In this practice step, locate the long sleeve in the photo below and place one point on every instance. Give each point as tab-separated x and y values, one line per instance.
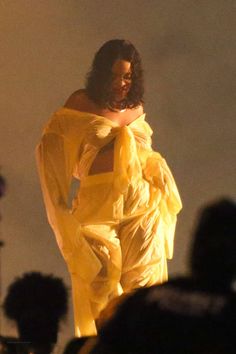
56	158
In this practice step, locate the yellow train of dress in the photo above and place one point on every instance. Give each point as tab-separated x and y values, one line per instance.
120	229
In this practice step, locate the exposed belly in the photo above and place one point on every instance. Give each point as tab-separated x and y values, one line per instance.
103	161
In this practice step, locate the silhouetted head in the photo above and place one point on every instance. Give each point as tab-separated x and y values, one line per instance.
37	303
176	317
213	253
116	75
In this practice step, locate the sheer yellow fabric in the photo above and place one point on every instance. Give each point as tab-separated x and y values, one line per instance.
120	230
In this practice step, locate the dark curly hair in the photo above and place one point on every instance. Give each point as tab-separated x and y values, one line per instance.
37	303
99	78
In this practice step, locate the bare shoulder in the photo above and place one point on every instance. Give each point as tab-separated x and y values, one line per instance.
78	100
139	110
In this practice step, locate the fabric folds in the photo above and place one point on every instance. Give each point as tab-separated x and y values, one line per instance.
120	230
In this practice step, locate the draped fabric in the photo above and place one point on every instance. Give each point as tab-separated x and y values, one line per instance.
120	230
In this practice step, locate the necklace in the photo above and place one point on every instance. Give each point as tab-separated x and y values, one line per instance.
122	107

==

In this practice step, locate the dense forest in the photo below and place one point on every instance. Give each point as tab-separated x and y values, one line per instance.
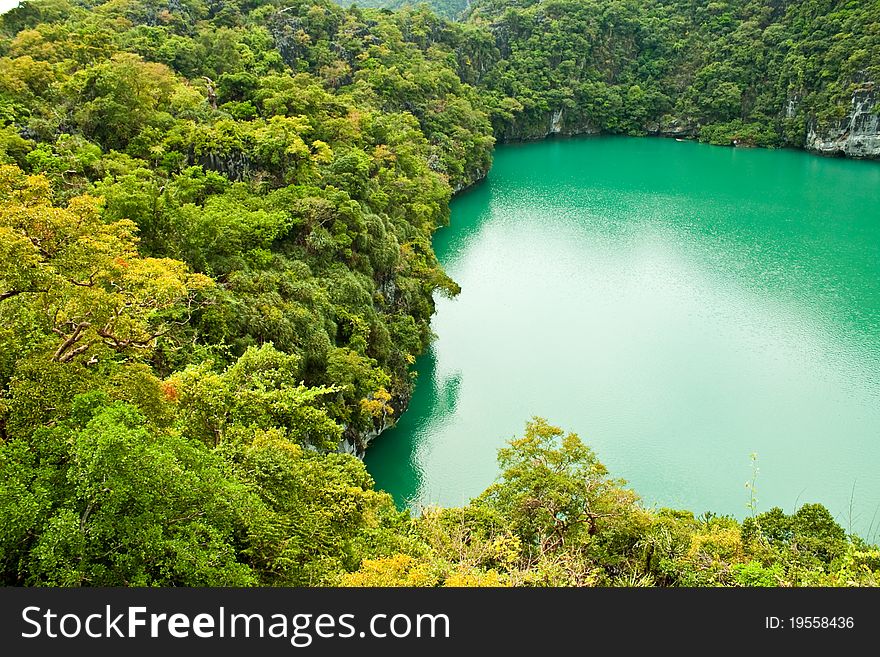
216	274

What the task requires — Pull out each line above that contains the word "belly", and copy every such line in full.

Exercise response —
In this practice step, locate the exposed belly in the photo above and place one point on every instance. Give each point as tab-separated x and y values, one line per instance.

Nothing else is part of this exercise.